● EXERCISE
Using the fibrin biosensor abstract, explain in one to three sentences why the multichannel screen-printed electrode with an activated surface is useful to the sensor.

● STUDY TEXT
A two‐step electrochemical biosensor based on Tetrazyme for the detection of fibrin

Abstract

AbstractIn this study, an electrochemical biosensor was constructed for the detection of fibrin, specifically by a simple two‐step approach, with a novel artificial enzyme (Tetrazyme) based on the DNA tetrahedral framework as signal probe. The multichannel screen‐printed electrode with the activated surface cannot only remove some biological impurities, but also serve as a carrier to immobilize a large number of antigen proteins. The DNA tetrahedral nanostructure was employed to ensure the high sensitivity of the probe for biological analysis. The hemin was chimeric into the G‐quadruplex to constitute the complex with peroxidase catalytic activity (hemin/G4‐DNAzyme), subsequently, Tetrazyme was formed through combining of this complex and DNA tetrahedral nucleic acid framework. The artificial enzyme signal probe formed by the covalent combination of the homing peptide (Cys‐Arg‐Glu‐Lys‐Ala, CREKA), which is the aptamer of fibrin and the new artificial enzyme is fixed on the surface of the multichannel carbon electrode by CREKA‐specific recognition, so as to realize the sensitive detection of fibrin. The feasibility of sensing platform was validated by cyclic voltammetry (CV) and amperometric i–t curve (IT) methods. Effects of Tetrazyme concentration, CREKA concentrations and hybridization time on the sensor were explored. Under the best optimal conditions of 0.6 μmol/L Tetrazyme, 80 μmol/L CREKA, and 2.5 h reaction time, the immunosensor had two linear detection ranges, 10–40 nmol/L, with linear regression equation Y = 0.01487X − 0.011 (R2 = 0.992), and 50–100 nmol/L, with linear regression equation Y = 0.00137X + 0.6405 (R2 = 0.998), the detection limit was 9.4 nmol/L, S/N ≥ 3. The biosensor could provide a new method with great potential for the detection of fibrin with good selectivity, stability, and reproducibility.

● RECORDED DATA
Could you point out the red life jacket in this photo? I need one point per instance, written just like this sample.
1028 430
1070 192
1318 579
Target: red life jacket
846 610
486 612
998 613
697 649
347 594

● ANSWER SPACE
The activated surface can remove some biological impurities. It also serves as a carrier that immobilizes a large number of antigen proteins.